The entries are to be repeated exactly, with all pictures omitted.
-*-*-
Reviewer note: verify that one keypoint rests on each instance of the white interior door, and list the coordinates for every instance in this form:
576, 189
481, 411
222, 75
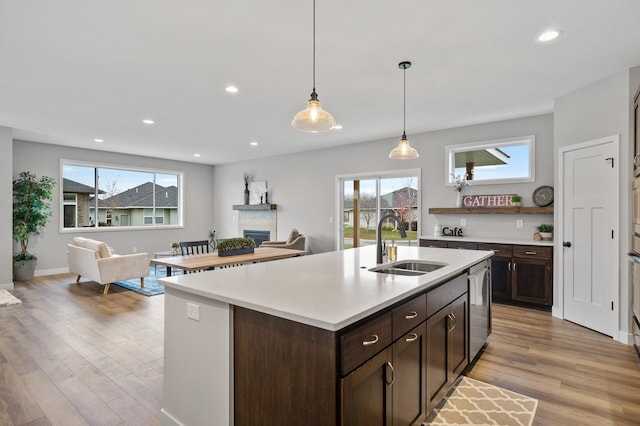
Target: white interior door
590, 224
-*-*-
▶ **OUTPUT OF THE EXERCISE**:
Reviewer note: verify that one keypoint rests on each instance of the white interior door, and list the coordinates for every instance in this form:
576, 189
481, 411
222, 75
Target: white interior door
590, 224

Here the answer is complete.